··· Stored records ···
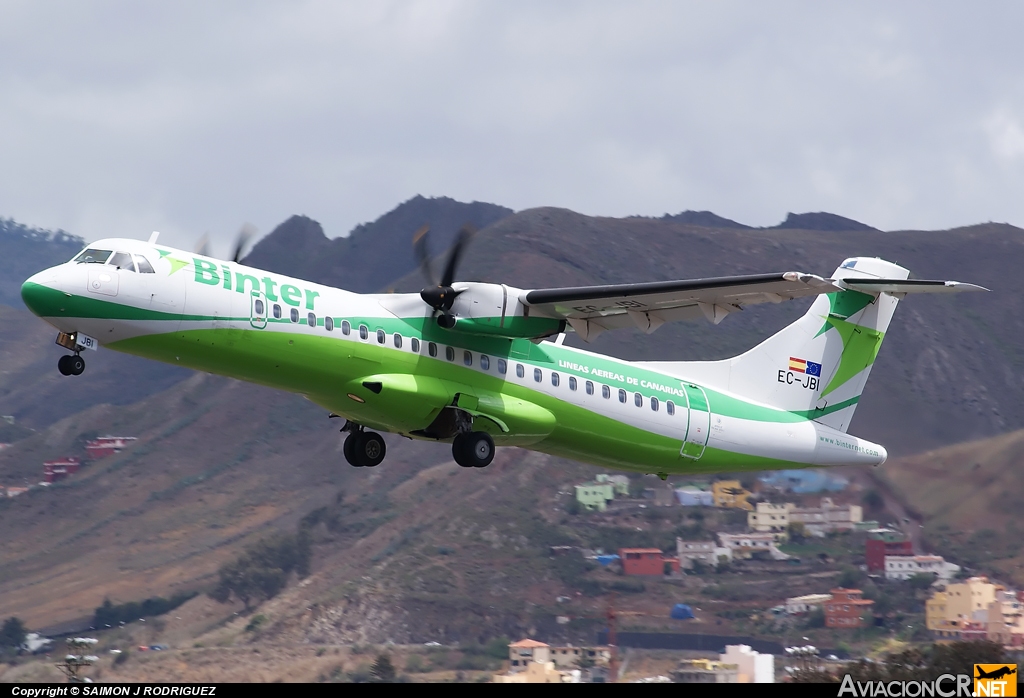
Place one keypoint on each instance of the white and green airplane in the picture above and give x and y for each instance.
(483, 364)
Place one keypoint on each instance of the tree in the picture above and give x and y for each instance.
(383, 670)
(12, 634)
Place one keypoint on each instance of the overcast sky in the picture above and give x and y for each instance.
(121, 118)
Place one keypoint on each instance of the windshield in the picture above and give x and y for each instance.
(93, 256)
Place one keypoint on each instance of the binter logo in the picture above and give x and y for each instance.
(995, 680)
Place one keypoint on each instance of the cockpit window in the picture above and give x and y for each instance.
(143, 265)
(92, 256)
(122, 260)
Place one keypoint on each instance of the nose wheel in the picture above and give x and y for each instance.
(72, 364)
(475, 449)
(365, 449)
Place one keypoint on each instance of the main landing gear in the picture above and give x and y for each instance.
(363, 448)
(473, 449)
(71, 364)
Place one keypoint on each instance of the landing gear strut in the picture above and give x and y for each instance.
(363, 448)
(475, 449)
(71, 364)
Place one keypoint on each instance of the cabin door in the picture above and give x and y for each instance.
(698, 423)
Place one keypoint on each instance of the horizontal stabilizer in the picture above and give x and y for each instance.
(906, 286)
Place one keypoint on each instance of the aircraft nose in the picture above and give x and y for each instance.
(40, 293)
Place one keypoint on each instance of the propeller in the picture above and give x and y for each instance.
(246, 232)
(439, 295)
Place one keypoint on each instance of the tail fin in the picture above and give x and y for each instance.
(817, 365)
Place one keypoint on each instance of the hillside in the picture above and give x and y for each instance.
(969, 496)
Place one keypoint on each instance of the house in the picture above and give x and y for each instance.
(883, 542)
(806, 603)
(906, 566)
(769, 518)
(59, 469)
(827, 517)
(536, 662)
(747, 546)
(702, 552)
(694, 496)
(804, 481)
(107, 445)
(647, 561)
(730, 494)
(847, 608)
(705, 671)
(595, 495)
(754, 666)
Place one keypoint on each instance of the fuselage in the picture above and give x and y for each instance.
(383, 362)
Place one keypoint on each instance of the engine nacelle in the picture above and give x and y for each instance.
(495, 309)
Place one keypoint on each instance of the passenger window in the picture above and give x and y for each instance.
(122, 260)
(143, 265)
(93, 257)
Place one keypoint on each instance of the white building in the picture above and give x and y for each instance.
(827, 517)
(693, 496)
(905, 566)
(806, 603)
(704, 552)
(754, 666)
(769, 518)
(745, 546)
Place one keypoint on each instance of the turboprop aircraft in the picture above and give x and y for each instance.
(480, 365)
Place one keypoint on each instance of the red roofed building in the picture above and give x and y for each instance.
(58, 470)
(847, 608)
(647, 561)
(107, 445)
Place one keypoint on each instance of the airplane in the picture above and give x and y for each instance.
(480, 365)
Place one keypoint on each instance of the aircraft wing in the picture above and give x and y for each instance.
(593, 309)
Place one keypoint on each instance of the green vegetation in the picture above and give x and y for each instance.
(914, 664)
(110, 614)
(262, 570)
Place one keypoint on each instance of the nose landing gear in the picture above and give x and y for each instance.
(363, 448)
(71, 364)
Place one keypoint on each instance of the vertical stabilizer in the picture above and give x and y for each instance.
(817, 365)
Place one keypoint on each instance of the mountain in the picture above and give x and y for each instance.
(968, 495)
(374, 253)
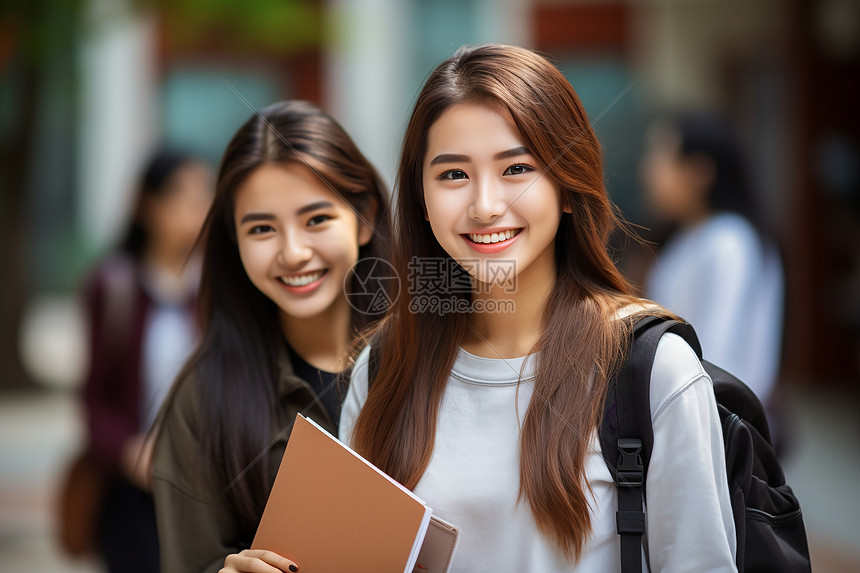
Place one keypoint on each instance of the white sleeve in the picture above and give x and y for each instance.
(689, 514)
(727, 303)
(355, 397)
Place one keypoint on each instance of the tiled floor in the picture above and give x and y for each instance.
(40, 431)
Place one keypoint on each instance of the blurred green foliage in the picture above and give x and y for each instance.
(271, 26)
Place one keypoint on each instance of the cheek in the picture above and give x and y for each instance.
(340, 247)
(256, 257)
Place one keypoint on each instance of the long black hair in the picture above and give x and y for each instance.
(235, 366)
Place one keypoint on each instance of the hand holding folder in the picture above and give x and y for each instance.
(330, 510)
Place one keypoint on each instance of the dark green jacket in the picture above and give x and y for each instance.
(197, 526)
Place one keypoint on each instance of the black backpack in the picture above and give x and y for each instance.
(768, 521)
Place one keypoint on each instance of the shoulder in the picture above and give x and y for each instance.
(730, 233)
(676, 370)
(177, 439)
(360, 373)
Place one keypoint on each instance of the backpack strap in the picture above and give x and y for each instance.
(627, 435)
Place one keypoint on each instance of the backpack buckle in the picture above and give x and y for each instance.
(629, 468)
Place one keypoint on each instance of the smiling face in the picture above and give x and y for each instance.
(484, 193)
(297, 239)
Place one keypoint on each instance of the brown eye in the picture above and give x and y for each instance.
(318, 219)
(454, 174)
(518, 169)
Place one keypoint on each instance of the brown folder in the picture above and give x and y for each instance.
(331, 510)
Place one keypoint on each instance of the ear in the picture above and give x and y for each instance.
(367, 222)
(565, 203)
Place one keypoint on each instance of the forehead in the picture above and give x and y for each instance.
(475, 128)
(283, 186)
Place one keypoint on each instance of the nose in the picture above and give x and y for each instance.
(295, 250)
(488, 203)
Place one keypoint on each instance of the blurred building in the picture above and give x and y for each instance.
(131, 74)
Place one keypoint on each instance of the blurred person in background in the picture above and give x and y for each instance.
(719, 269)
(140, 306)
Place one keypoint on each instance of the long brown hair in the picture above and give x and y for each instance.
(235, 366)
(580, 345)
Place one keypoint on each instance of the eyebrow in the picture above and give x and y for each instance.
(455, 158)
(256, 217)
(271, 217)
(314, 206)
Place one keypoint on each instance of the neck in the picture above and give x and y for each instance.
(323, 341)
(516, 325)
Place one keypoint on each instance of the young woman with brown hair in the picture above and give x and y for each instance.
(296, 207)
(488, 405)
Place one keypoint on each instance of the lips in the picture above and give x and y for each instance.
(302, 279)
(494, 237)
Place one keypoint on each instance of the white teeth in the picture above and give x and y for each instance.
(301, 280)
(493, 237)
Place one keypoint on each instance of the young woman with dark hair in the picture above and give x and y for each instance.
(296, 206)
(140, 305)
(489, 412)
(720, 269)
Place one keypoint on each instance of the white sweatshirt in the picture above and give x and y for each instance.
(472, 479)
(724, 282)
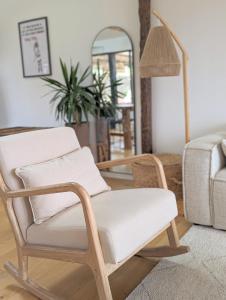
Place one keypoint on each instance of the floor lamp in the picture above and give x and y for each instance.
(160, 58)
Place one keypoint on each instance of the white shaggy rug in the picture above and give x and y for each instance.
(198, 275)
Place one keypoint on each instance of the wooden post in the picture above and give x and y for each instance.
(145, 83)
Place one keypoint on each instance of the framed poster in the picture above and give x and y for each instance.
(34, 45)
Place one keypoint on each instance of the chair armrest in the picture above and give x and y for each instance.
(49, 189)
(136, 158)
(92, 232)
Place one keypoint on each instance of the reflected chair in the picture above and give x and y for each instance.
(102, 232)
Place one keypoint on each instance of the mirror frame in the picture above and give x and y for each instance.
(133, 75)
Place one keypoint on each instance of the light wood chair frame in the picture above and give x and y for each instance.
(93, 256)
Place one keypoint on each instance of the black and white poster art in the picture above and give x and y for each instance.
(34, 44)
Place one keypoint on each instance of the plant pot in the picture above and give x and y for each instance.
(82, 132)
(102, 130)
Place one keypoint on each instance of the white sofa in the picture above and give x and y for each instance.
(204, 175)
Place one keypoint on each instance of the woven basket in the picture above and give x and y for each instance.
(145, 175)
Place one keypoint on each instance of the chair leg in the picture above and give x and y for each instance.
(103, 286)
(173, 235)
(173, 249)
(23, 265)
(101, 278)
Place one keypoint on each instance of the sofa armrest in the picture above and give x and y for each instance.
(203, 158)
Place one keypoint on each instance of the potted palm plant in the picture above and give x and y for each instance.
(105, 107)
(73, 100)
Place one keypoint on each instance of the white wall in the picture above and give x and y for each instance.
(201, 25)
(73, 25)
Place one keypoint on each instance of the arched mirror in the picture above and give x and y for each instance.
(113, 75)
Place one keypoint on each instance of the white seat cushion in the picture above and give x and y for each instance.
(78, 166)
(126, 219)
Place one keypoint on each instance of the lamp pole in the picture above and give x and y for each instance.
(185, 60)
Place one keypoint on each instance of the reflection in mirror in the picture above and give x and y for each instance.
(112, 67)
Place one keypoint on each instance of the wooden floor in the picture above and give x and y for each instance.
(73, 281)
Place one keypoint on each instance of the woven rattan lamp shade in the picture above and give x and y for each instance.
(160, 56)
···
··· Stored records ···
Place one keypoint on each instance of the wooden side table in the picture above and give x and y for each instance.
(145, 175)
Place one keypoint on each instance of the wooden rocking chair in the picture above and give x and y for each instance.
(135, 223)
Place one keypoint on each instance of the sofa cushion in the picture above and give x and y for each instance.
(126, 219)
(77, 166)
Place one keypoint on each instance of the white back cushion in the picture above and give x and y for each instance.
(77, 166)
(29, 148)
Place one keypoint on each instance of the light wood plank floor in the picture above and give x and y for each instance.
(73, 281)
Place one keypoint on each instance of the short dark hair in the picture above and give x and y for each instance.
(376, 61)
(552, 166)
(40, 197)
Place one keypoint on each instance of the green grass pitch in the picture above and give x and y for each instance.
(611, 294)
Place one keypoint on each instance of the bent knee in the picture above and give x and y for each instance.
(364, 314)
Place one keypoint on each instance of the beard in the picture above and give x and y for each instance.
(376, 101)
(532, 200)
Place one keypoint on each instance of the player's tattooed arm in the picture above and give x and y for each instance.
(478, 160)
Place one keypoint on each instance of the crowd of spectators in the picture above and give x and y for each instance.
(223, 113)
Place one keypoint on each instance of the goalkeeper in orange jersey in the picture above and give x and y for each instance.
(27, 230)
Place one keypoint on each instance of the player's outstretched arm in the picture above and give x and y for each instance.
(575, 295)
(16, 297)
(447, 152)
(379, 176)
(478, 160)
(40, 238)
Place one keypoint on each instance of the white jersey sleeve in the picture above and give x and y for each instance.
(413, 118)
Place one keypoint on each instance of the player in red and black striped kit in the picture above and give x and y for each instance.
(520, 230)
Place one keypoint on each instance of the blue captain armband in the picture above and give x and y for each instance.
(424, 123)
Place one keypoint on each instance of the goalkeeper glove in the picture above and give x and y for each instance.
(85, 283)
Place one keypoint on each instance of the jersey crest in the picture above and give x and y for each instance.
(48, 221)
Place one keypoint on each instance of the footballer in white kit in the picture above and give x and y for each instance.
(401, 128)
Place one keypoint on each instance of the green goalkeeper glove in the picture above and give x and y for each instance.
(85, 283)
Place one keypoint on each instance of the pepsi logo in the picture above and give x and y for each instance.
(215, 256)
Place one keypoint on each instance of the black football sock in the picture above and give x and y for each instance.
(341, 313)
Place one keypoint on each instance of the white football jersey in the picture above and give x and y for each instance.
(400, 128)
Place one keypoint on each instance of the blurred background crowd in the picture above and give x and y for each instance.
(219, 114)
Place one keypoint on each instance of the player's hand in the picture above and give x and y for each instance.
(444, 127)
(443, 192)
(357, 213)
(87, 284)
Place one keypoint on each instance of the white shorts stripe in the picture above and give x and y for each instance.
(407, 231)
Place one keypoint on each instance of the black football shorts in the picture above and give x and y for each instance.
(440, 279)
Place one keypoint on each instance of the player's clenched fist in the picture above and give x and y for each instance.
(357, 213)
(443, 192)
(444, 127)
···
Given exercise. Locate every line in the material above that contains the word "backpack", and copy each such line in full.

Solution for this problem.
Place one keypoint on each instance of the black backpack in the picture above and give x and y for each instance.
Place one keypoint on each instance of the backpack strap in the picture above and give x and y for each instance.
Place one keypoint on each instance of the backpack buckle in the picture above and give x and y for each instance.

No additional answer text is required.